Recently, as I scrolled through my Google News Alert email for “False Claims Act,” one government press release caught my eye. The title – “National Roofing Company Settles PPP Fraud Allegations for $9 Million” – while certainly noteworthy, was not what interested me. Instead, it was the identity of the whistleblower: Sidesolve, LLC, which the press release stated would receive a $1 million whistleblower bounty after settling a False Claims Act (FCA) case. Sidesolve describes itself as an AI/data analytics company that uses “data science to find large scale corporate fraud in healthcare, such as kickbacks and fake medical equipment.”
The Sidesolve FCA case was brought by a well-known and respected FCA whistleblower law firm, which included the following in their press release announcing the historic settlement:
“An unusual twist to this case is that our relator, Sidesolve LLC, has no preexisting relationship with the defendant.”
In other words, Sidesolve – which itself is nothing more than a Certificate of Organization somewhere on the Secretary of State’s web portal – did nothing more than program an algorithm to comb through publicly-available PPP data and uncover an anomaly that could, potentially, indicate fraud. And, using the whole “even a broken clock is right twice a day” philosophy, if one were inclined to file enough of these cases against enough defendants, some of them are bound to stick, or at least result in a substantial settlement.
To be clear, I know these plaintiff attorneys personally, and can confirm that they are great people and outstanding lawyers, and I sincerely congratulate them on their continued success. That being said, and with all respect to my friends, the Sidesolve settlement raises some serious questions regarding the purpose of the FCA’s whistleblower provisions. Those provisions, also known as the qui tam provisions, permit whistleblowers to receive between 15 and 30% of the government’s eventual, often sizable, recovery. Do these “data Relators” actually serve the intended purpose of those provisions? To put it bluntly, what unique and valuable role do these data Relators serve that justifies their receipt of six- and sometimes seven-figure whistleblower awards? If the purpose of the FCA’s whistleblower provisions is to encourage corporate insiders to come forward with knowledge of fraud or wrongdoing, does an LLC with “no preexisting relationship with the defendant” deserve $1 million?
Before you assume that the Sidesolve case was “one of a kind,” without going into details for reasons related to the FCA’s seal provisions, I can personally attest to the fact that this is not the only data Relator case making its way through the FCA investigative process. In fact, recently, I spoke on an FCA conference panel with another notable whistleblower attorney who touted his firm’s success in mining publicly available Medicare data and then, similar to Sidesolve, filing whistleblower complaints under the FCA on behalf of faceless LLCs.

* [TRY IT]: In the article on the Sidesolve settlement, what share of the government's recovery do the qui tam provisions let whistleblowers receive? The rows that come next have no part in this.

* [DATA SUPPLIED]:

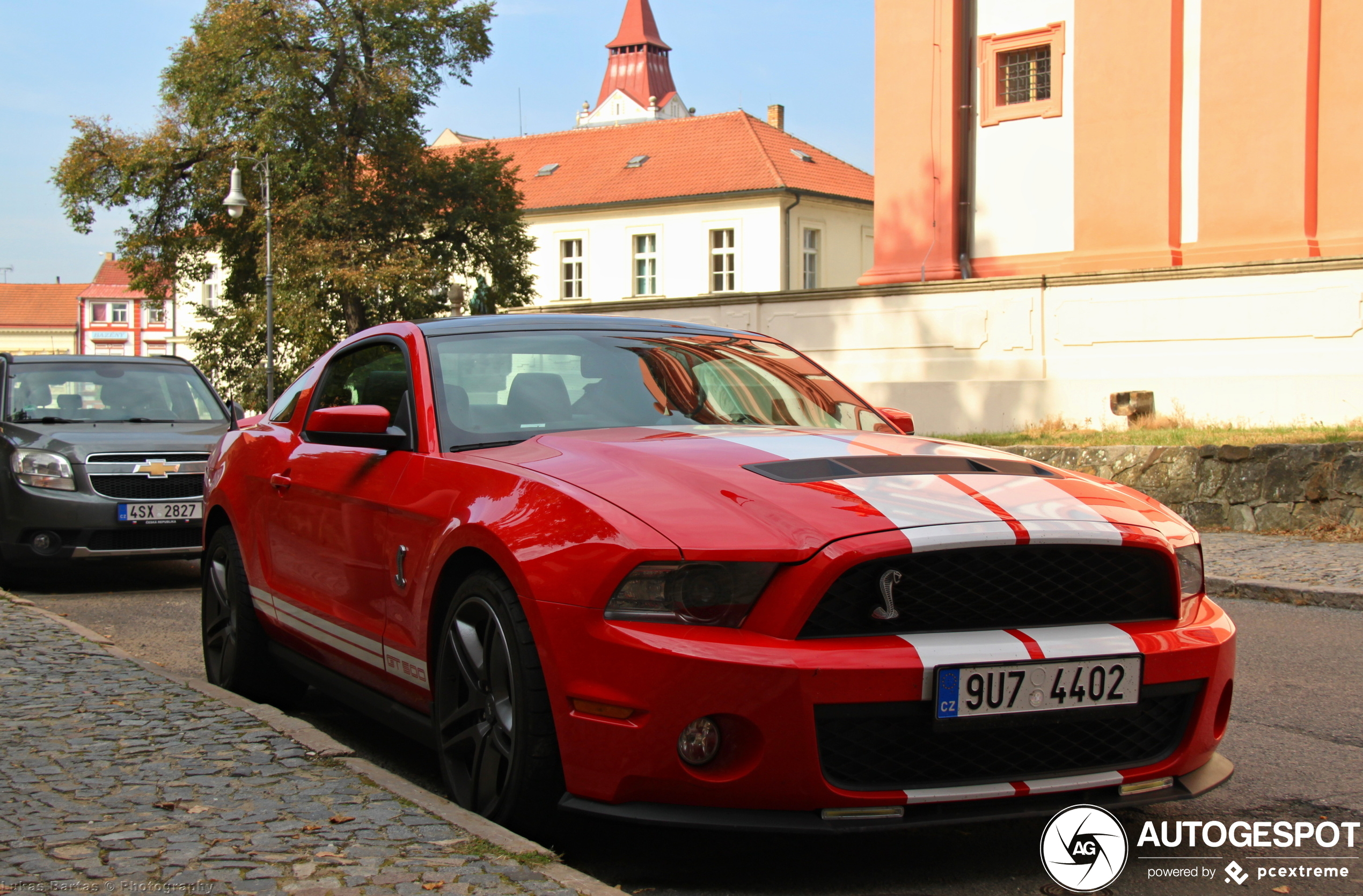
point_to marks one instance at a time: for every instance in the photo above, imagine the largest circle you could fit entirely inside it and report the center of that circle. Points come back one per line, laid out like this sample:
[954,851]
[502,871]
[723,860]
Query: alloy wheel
[478,714]
[220,625]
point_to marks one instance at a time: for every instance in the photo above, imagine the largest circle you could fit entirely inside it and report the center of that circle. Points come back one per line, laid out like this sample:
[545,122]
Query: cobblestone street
[111,774]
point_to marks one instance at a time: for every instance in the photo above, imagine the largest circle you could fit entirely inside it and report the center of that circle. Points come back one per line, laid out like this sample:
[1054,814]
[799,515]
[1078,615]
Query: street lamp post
[236,204]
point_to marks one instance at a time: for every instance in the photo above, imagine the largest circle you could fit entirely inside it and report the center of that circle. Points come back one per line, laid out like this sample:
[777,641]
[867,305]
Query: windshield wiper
[480,445]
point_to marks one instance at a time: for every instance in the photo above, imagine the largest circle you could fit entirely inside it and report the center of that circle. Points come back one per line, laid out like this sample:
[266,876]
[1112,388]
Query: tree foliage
[370,225]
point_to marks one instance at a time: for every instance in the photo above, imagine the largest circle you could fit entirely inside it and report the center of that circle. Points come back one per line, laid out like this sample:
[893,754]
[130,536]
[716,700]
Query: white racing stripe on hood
[919,501]
[963,648]
[1094,640]
[1050,515]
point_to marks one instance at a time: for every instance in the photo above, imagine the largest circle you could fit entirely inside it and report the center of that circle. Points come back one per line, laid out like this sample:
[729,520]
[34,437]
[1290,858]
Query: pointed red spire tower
[638,78]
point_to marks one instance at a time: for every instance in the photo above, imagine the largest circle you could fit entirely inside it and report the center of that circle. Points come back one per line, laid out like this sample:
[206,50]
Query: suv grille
[140,487]
[146,539]
[1001,588]
[893,746]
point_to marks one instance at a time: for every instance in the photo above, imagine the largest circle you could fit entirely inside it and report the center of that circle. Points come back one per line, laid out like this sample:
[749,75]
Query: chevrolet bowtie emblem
[157,469]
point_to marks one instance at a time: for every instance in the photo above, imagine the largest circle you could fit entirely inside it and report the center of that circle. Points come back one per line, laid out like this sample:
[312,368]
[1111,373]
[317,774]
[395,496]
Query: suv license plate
[997,689]
[163,512]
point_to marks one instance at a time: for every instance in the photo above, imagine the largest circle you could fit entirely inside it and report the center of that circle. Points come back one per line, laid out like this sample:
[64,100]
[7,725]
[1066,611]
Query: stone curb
[324,745]
[1286,592]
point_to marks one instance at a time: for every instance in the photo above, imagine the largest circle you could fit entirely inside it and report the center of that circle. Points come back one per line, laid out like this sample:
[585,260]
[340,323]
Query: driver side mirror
[355,426]
[900,419]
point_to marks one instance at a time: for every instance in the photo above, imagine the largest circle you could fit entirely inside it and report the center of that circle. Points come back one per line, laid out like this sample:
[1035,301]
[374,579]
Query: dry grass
[1324,532]
[1173,429]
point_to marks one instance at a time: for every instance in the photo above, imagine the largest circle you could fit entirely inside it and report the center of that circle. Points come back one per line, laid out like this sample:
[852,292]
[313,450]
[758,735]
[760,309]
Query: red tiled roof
[40,305]
[687,157]
[111,281]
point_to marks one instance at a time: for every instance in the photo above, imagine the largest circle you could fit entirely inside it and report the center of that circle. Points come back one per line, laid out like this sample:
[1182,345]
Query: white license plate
[1000,689]
[161,512]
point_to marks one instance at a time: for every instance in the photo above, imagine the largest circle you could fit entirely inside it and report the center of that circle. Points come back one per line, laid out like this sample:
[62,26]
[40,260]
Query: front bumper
[1213,774]
[769,696]
[87,527]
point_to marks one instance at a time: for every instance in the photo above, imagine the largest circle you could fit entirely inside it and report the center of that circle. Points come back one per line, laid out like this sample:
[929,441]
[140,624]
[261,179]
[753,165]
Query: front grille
[1001,588]
[893,746]
[140,487]
[146,539]
[149,456]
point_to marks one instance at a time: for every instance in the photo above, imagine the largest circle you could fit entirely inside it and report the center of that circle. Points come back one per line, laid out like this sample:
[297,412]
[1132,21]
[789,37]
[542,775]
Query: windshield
[75,392]
[505,386]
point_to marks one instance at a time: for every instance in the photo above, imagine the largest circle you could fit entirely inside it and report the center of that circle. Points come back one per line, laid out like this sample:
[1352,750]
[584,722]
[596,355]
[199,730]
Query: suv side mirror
[900,419]
[355,426]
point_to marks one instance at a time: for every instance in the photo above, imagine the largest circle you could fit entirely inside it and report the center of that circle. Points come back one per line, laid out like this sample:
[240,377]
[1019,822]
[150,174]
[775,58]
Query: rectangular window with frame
[570,255]
[723,261]
[1021,74]
[645,263]
[810,253]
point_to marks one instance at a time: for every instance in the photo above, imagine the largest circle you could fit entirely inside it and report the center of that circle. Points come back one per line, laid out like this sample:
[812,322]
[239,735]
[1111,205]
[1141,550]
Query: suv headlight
[690,593]
[43,469]
[1190,570]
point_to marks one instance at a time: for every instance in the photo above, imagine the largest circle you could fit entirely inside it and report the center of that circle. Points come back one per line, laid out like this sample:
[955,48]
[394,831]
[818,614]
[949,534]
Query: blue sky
[67,58]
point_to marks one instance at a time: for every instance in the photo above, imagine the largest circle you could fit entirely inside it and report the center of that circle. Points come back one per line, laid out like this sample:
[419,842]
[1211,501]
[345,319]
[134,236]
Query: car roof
[539,322]
[101,359]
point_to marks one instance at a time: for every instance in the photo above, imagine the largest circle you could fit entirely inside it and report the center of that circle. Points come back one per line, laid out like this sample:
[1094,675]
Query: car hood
[695,486]
[81,439]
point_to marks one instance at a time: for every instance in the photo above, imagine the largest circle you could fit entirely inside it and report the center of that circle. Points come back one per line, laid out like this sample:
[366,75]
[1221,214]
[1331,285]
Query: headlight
[1190,570]
[690,593]
[43,469]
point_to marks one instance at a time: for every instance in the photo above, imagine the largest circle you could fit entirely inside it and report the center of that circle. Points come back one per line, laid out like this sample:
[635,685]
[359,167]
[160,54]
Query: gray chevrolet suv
[105,457]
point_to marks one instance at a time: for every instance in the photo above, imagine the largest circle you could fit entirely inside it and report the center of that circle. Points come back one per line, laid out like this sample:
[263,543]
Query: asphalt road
[1295,736]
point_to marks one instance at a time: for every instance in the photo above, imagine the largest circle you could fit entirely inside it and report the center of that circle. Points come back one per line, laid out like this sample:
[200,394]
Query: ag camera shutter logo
[1084,849]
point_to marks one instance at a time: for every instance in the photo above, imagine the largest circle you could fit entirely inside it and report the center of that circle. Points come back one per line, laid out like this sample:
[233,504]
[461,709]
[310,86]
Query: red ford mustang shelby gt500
[680,575]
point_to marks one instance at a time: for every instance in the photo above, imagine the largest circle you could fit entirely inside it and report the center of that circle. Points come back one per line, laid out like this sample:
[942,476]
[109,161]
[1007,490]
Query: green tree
[370,225]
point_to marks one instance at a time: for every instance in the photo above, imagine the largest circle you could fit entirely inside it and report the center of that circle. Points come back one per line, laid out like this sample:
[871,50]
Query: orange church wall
[918,91]
[1340,205]
[1253,194]
[1126,135]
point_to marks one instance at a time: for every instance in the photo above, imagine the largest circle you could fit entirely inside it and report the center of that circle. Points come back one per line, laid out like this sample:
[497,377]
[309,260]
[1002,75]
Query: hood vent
[818,469]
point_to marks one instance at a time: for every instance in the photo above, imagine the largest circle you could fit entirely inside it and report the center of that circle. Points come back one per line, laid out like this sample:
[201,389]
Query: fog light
[1144,787]
[700,741]
[864,812]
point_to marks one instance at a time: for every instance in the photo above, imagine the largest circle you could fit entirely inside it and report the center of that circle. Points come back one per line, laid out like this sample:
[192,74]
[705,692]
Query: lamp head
[235,201]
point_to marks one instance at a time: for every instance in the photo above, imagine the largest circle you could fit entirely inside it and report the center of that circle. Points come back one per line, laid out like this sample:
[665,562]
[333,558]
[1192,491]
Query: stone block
[1242,519]
[1204,513]
[1273,517]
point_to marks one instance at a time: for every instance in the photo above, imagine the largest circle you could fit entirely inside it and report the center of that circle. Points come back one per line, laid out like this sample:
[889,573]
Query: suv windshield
[509,386]
[75,392]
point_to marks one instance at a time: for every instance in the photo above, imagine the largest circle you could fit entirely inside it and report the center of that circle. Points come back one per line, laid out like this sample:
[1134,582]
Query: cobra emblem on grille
[888,582]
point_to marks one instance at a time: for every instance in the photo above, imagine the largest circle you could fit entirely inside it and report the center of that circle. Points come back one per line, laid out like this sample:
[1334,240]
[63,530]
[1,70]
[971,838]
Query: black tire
[498,751]
[236,650]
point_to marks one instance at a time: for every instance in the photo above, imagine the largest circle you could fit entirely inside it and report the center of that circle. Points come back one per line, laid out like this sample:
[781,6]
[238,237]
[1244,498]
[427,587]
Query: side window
[288,403]
[375,374]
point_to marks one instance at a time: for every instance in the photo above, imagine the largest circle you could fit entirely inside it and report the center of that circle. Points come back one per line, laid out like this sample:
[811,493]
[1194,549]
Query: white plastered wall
[1257,349]
[1024,182]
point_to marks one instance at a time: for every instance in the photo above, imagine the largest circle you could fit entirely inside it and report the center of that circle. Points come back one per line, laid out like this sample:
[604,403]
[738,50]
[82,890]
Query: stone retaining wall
[1246,489]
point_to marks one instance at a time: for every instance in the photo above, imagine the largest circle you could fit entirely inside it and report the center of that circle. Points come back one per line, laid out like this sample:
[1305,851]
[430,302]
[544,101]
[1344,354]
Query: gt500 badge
[1084,849]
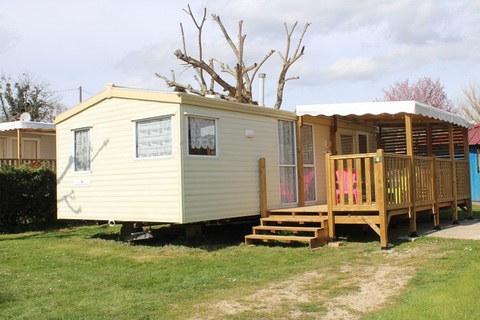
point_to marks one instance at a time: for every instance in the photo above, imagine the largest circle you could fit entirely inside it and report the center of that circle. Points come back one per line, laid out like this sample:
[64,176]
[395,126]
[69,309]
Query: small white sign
[82,182]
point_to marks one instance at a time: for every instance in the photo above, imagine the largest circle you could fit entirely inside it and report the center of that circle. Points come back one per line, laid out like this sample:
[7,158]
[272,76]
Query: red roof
[474,135]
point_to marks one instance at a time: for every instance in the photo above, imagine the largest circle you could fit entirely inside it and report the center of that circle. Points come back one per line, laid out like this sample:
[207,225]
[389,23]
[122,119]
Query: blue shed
[474,151]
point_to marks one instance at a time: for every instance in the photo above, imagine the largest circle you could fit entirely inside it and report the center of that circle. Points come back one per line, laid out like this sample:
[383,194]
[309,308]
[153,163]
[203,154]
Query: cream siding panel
[227,185]
[119,187]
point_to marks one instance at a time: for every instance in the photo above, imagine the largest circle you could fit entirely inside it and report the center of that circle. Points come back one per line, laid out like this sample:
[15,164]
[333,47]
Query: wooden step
[293,229]
[300,219]
[313,242]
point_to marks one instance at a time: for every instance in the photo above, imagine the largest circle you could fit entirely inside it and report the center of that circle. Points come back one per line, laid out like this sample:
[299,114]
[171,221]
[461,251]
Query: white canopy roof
[380,108]
[6,126]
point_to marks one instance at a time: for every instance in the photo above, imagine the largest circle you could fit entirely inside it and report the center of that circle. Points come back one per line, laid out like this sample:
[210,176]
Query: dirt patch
[346,293]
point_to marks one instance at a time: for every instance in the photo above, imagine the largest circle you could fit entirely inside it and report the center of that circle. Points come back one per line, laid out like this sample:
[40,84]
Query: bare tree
[25,94]
[244,75]
[470,102]
[425,90]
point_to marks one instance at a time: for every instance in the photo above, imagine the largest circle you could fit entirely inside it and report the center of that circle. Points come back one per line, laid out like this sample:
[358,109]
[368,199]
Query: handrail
[407,182]
[14,162]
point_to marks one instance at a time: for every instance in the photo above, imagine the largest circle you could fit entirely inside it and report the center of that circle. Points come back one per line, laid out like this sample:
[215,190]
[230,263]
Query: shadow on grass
[212,237]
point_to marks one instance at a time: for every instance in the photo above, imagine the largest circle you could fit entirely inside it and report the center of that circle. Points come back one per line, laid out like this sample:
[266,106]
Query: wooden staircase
[290,225]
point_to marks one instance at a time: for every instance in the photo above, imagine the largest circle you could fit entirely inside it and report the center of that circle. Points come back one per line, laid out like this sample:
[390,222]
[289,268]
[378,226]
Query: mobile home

* [COMPLETED TASK]: Between 15 and 30% of the government's eventual recovery.